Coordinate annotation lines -
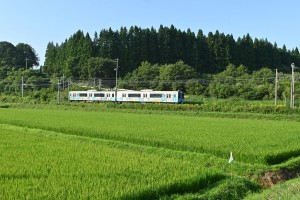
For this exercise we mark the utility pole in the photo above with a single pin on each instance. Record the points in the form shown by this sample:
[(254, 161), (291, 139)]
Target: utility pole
[(293, 87), (26, 59), (58, 92), (100, 83), (276, 86), (116, 69), (63, 82), (22, 86), (68, 89)]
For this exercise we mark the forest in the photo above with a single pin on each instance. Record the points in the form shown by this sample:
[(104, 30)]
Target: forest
[(206, 54), (215, 65)]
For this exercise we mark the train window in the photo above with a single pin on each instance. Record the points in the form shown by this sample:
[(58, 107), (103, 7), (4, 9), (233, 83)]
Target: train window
[(83, 94), (155, 95), (134, 95), (99, 95)]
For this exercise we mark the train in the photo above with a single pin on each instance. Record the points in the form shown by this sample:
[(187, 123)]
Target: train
[(142, 96)]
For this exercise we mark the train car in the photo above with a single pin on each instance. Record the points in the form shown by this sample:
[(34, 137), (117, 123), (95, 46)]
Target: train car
[(143, 96)]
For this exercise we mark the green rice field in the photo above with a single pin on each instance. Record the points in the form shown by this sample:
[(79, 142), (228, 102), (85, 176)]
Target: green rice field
[(64, 154)]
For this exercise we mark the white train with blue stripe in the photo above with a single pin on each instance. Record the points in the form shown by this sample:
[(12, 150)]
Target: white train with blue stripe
[(142, 96)]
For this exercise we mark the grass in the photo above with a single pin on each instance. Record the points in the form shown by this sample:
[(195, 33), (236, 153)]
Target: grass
[(289, 190), (37, 164), (77, 153), (252, 141)]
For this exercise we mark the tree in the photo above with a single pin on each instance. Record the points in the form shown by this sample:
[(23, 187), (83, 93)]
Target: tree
[(100, 67), (26, 56)]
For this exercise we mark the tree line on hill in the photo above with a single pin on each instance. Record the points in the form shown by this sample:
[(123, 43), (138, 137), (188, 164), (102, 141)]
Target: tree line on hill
[(13, 58), (80, 56), (215, 65)]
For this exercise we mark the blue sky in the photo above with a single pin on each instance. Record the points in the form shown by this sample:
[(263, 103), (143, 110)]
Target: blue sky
[(37, 22)]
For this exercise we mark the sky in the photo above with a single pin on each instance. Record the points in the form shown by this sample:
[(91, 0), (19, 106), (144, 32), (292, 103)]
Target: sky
[(38, 22)]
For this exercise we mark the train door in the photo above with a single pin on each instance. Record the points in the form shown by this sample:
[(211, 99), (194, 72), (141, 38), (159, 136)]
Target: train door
[(145, 96), (169, 98)]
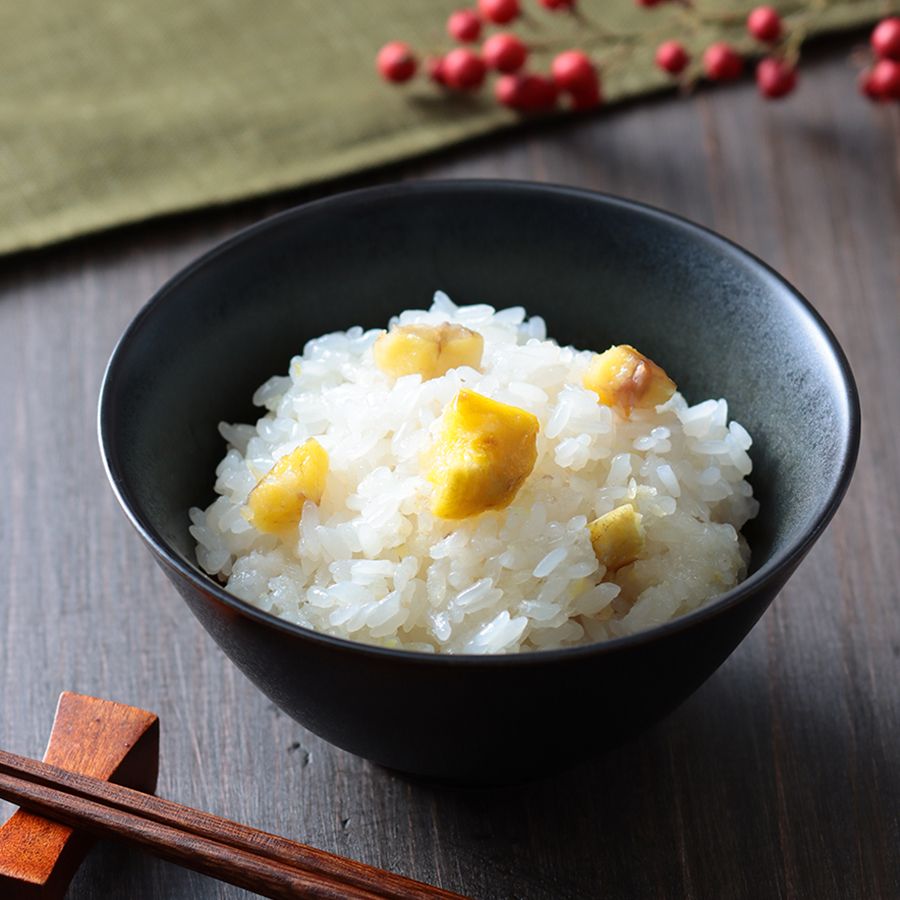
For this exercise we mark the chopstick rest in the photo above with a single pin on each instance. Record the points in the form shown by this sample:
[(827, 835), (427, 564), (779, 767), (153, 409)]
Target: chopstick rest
[(100, 738), (265, 863)]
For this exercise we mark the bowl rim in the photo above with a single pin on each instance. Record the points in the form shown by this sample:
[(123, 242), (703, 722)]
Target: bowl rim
[(772, 572)]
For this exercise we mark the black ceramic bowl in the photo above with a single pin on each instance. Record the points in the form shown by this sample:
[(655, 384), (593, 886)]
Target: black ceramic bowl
[(601, 271)]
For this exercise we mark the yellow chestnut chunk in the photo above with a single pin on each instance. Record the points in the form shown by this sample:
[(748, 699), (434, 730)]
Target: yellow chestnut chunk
[(276, 503), (482, 457), (427, 350), (627, 380), (617, 537)]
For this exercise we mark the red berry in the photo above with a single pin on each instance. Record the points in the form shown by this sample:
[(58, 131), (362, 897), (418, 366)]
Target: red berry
[(464, 25), (885, 79), (499, 11), (886, 38), (775, 78), (463, 69), (764, 24), (504, 52), (573, 71), (671, 57), (434, 66), (721, 62), (526, 92), (587, 98), (396, 62)]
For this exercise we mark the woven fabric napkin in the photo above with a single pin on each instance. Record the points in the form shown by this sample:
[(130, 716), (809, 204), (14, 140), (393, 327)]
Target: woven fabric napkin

Given exercise -
Can you render the stretch of lines from the one containing "For this exercise we mark the train in" through the one containing "[(143, 96)]" as a numbered list, leaving out any blank lines?

Correct result -
1. For this exercise we mark the train in the photo above with a single pin on each instance. Record the points in the form shown by this sample:
2. [(187, 123)]
3. Target: train
4. [(142, 96)]
5. For this exercise we mark the train car in the photo above with a single pin on each instance. Record the points in the form shown by this sample:
6. [(34, 137), (117, 123), (95, 46)]
7. Target: train car
8. [(143, 96)]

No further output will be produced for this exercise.